# EXTRACT TO READ
Wednesday, September 24, 2014

Feeding the Hungry Scientifically with Aquaponics

Over 80% of the population in Burkina relies on farming to provide food for their families. The growing season is about three months long and if the rains start too late or too early this can devastate crops and leave families short on food.

The main component of most people's diets is a starch and a sauce. Very little protein is eaten because it very expensive. Protein will usually come from dried fish ground up and added to sauce, beans and a peanut based sauce. Because of the lack of protein many children are malnourished and wounds have a difficult time healing.

With these facts in mind we were very excited when we caught up with a friend in the U.S. who has an aquaponics farm. We took this idea back with us in hopes that this could be something used here in Burkina to extend the growing season and to make a plentiful protein source. Aquaponics is a system where water from tanks is pumped through tubes and back into the tanks. In the tubes are plants that grow in a medium that uses no soil. In the tanks are fish. The fish fertilize the water, the plants soak up the nutrients and clean the water and the filtered water goes back into the tanks.

We knew that this was going to be an experiment and that we would be learning along the way. We had many things to take into consideration as the nearest Home Depot for us in on another continent thousands of miles away. What energy source are we going to use to pump the water? What medium are we going to use to grow our plants? How are we going to construct our tanks? What are we going to feed our fish? How are we going to keep the right balance of Ph, ammonia, nitrates, nitrites...well, you get the idea.

Checking on plant growth
Trip to catch starter fish

So every day we feel like we are in science class and every day we learn something new. We are using solar power and car batteries to pump our water. We are seeking out the man who sells coconuts so we can get the husks to try as a growing medium. We are saving egg shells to help regulate the Ph. We have started a worm farm to feed the fish. We are figuring out the best way to construct a tank for holding water. We currently have cement, but that messes with the alkaline so we have painted the inside of a tank to see how that works. In the village we are thinking of something totally different for holding water...maybe animal skins or holes lines with plastic sheeting.

Worm Bed...Fish Food!
Painted tank in front. Unpainted in back.

In the end we hope to have a system that is inexpensive, uses all materials found in a village and runs using wind power. We have a long way to get from here to there but we are driven by the fact that this could be a life changing thing for the people here.

What might we learn tomorrow?

# WORK TASK A
According to the aquaponics post, how long is the growing season in Burkina?
# WORK TASK B
Print everything in the aquaponics post from "Over 80% of" down to "difficult time healing.".
Draw only on the aquaponics post for what comes next.

# EXTRACTED ENTRIES
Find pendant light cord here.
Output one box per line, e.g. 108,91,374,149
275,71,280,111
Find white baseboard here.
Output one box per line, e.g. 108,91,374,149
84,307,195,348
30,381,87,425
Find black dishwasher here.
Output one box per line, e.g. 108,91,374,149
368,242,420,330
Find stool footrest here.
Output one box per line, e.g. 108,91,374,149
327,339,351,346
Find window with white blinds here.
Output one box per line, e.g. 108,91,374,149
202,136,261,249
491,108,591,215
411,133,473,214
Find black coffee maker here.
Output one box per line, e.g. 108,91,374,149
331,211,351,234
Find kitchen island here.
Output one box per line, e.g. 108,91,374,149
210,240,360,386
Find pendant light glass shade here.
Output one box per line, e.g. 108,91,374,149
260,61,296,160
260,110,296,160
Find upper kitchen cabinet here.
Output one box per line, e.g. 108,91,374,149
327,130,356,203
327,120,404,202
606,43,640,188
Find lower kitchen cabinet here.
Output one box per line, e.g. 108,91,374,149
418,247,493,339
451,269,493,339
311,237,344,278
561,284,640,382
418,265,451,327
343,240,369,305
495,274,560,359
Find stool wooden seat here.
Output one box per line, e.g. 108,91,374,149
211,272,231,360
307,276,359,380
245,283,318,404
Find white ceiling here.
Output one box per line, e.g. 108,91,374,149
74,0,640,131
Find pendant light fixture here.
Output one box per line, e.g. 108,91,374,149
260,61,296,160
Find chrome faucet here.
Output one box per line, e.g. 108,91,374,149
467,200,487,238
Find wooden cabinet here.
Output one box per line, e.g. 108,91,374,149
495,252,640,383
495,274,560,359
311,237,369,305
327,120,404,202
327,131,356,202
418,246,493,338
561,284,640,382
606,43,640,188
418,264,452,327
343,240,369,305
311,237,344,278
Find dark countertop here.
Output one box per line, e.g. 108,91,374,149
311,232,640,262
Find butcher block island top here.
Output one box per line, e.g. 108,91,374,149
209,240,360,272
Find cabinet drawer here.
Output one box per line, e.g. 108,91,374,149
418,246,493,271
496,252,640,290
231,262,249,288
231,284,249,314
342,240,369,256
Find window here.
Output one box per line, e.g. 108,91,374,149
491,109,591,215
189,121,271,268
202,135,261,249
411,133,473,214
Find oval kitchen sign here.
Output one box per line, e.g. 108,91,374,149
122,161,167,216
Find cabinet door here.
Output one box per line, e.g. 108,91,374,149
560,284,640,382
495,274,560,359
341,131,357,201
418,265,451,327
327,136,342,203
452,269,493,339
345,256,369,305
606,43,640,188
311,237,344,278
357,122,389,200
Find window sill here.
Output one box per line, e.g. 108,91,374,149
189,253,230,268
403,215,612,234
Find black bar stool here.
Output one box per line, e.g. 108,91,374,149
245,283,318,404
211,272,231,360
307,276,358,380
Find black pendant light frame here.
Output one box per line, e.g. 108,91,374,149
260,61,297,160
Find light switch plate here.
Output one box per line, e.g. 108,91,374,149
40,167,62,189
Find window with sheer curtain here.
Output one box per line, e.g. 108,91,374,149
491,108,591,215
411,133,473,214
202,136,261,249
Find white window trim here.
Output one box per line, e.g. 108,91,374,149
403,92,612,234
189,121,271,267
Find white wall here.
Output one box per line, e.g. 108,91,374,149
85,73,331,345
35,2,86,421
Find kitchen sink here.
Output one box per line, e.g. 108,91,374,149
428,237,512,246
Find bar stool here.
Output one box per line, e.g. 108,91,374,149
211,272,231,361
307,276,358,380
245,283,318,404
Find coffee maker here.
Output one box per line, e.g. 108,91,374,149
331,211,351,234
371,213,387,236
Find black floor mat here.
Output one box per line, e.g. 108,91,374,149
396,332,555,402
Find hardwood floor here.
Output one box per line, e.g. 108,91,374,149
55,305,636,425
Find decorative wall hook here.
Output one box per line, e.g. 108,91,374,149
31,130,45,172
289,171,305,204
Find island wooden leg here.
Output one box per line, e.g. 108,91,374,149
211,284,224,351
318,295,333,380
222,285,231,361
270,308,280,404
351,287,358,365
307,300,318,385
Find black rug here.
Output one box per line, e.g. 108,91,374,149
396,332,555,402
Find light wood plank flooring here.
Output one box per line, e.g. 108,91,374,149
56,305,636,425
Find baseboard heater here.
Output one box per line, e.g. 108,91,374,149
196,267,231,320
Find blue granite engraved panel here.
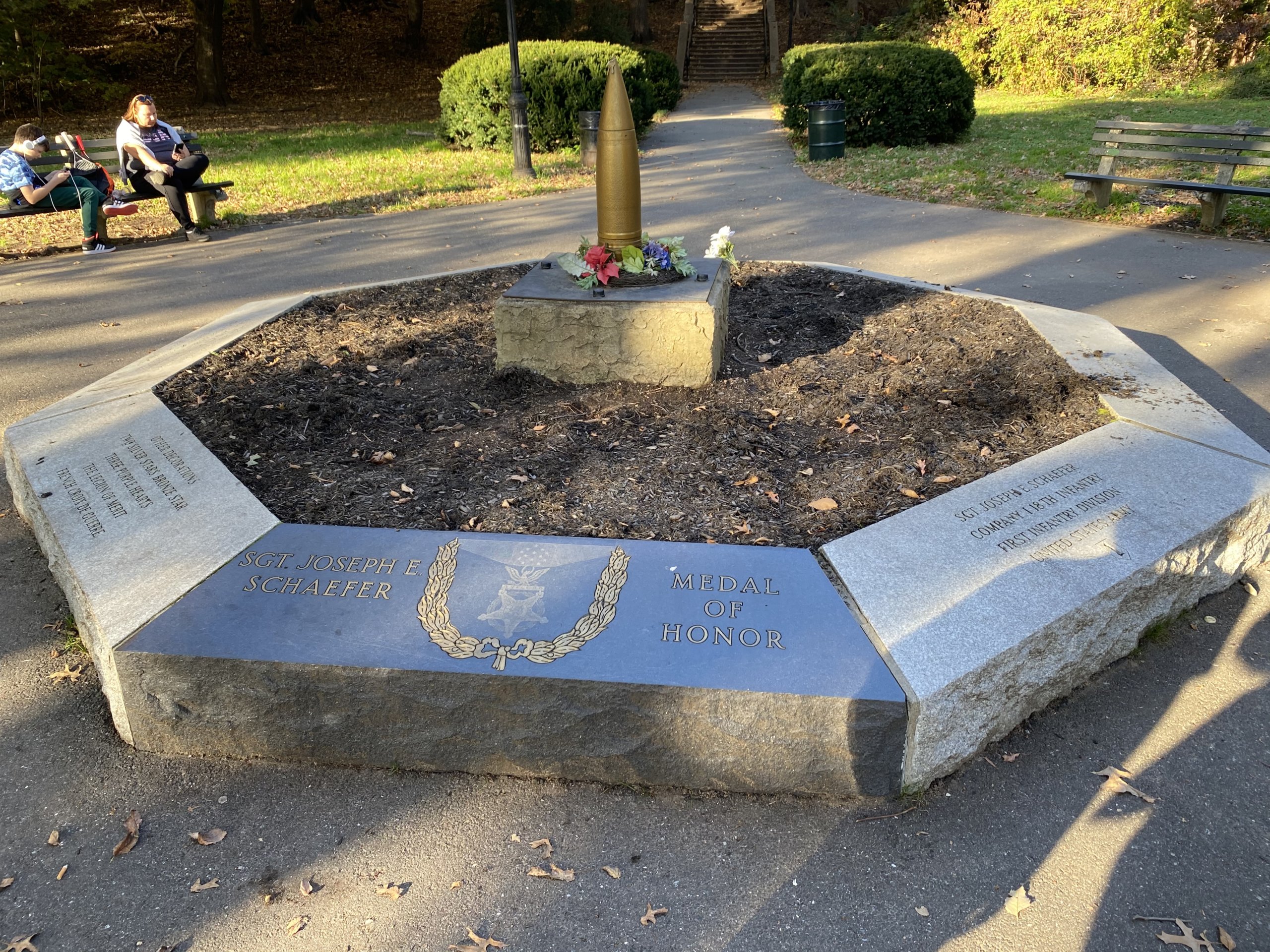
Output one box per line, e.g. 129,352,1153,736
117,526,904,703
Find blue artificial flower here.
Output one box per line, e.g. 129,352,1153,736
644,241,671,272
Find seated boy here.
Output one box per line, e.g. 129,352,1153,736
0,122,137,255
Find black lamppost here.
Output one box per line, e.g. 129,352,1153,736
507,0,537,179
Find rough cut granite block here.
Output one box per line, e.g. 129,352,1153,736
494,259,729,387
823,421,1270,784
4,392,278,743
116,526,907,796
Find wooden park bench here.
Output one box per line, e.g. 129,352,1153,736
0,125,234,238
1064,118,1270,229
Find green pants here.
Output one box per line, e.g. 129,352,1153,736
34,175,105,238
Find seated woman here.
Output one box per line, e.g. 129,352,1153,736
0,122,137,255
114,95,212,241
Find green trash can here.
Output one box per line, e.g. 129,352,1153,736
807,99,847,161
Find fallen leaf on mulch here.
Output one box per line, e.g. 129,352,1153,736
639,902,671,925
1156,919,1213,952
189,828,229,847
111,810,141,859
530,836,553,859
1006,886,1032,919
449,929,507,952
526,863,573,882
1093,767,1156,803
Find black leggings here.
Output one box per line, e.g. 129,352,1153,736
128,154,208,229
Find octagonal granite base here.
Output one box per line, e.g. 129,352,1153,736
4,263,1270,795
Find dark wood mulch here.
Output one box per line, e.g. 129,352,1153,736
159,261,1107,546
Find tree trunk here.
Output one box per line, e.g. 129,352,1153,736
405,0,423,50
247,0,269,56
291,0,321,27
190,0,230,105
626,0,653,43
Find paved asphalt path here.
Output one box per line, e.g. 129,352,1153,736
0,88,1270,952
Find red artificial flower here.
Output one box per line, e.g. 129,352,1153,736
581,245,621,284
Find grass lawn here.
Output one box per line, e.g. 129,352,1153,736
0,123,593,256
798,89,1270,241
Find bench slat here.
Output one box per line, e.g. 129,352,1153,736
1093,132,1270,152
1063,172,1270,198
1093,119,1270,136
1089,149,1270,165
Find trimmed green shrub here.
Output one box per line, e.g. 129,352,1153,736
441,39,657,152
639,47,683,112
1222,54,1270,99
781,42,974,146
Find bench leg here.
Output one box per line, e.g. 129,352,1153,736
1199,192,1231,229
189,192,216,227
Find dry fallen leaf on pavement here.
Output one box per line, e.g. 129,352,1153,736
526,863,573,882
639,902,671,925
111,810,141,859
530,836,554,859
1093,767,1156,803
189,828,229,847
1006,886,1032,919
1156,919,1213,952
449,929,507,952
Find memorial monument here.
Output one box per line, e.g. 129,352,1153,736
494,59,729,387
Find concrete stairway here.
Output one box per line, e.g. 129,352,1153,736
687,0,767,82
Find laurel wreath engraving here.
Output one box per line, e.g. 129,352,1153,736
419,539,630,671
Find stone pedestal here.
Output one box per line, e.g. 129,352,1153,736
494,256,729,387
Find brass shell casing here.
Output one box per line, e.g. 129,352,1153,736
596,57,642,250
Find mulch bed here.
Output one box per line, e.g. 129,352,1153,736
159,261,1107,546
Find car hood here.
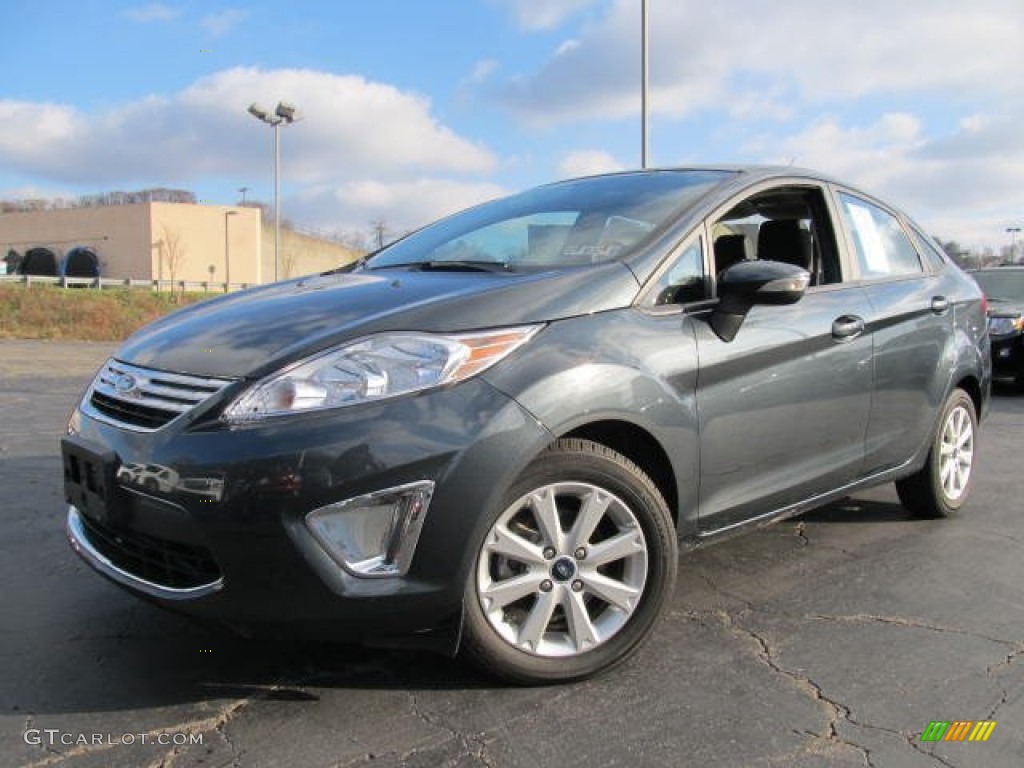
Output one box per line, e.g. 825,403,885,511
115,262,638,378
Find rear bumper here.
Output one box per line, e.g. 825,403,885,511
990,334,1024,378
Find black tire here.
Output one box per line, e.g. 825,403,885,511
462,438,678,685
896,389,978,518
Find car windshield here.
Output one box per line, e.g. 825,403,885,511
973,269,1024,301
366,171,732,271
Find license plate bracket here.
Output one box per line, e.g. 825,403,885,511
60,435,118,524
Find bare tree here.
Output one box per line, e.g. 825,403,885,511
370,219,388,251
158,224,188,283
281,243,299,280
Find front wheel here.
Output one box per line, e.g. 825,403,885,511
463,439,678,684
896,389,978,517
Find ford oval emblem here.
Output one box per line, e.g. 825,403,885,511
114,374,138,394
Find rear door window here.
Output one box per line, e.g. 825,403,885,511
839,193,922,280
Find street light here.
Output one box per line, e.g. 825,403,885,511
224,211,239,293
1007,226,1021,262
249,101,302,283
640,0,650,169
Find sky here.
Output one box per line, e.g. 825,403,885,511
0,0,1024,249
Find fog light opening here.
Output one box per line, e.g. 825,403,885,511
306,480,434,578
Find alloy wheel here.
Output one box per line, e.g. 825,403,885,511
476,482,648,657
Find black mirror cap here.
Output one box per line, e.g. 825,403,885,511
709,260,811,342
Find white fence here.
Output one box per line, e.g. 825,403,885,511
0,274,254,293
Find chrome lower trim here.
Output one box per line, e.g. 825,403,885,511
68,505,224,600
697,457,913,545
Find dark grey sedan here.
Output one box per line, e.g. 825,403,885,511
62,168,991,683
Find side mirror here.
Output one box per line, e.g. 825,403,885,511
710,260,811,341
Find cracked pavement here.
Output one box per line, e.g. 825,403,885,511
0,341,1024,768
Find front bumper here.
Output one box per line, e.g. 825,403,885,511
65,379,551,639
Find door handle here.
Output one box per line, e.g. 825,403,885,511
833,314,864,341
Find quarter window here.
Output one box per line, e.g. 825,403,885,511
839,194,922,280
650,238,708,306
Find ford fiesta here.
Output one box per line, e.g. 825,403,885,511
61,168,991,683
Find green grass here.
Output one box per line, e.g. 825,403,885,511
0,285,217,341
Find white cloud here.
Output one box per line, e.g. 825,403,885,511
0,68,496,185
124,3,181,24
745,114,1024,247
200,8,249,37
495,0,596,32
558,150,625,177
0,68,501,233
499,0,1024,123
300,177,508,237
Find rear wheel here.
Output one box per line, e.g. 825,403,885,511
463,439,678,684
896,389,978,517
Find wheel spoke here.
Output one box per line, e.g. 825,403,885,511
562,590,600,651
566,490,611,550
956,429,974,451
480,573,541,610
939,459,953,496
529,487,565,551
518,590,558,651
581,568,640,611
486,524,544,565
587,528,643,568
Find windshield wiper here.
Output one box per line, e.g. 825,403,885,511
370,260,513,272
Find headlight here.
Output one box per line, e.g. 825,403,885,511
223,326,541,424
988,315,1024,336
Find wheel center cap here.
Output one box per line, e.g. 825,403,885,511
551,557,575,582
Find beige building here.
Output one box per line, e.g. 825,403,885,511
0,203,359,286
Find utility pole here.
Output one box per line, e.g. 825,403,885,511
640,0,650,168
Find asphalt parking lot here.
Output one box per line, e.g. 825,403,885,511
0,341,1024,768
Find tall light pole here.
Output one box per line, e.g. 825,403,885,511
224,211,239,293
640,0,649,168
249,101,302,283
1007,226,1021,262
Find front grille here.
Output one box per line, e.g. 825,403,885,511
80,515,221,589
83,359,230,432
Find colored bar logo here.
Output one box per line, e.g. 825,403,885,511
921,720,995,741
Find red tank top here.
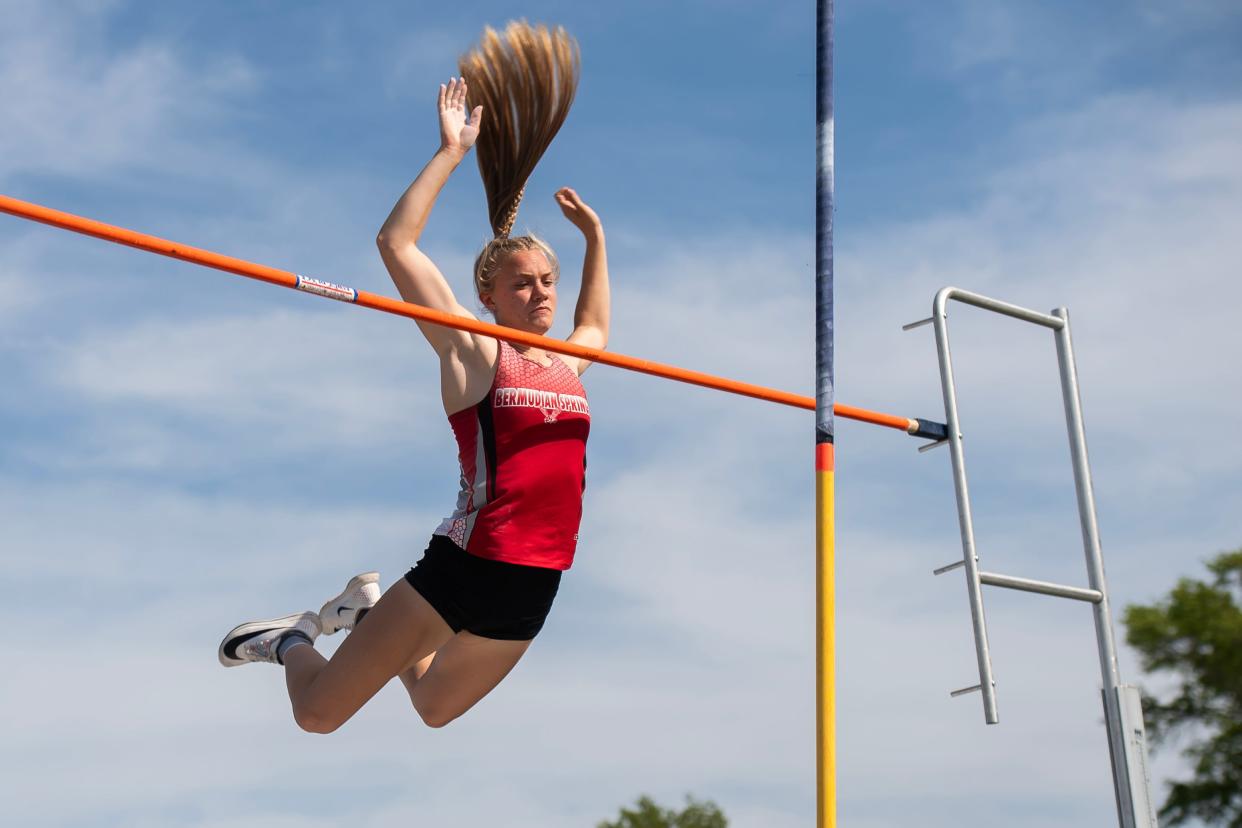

# TASK RESULT A
About three months.

# TASK RESULT B
Over 80% of the population in Burkina relies on farming to provide food for their families. The growing season is about three months long and if the rains start too late or too early this can devastate crops and leave families short on food.

The main component of most people's diets is a starch and a sauce. Very little protein is eaten because it very expensive. Protein will usually come from dried fish ground up and added to sauce, beans and a peanut based sauce. Because of the lack of protein many children are malnourished and wounds have a difficult time healing.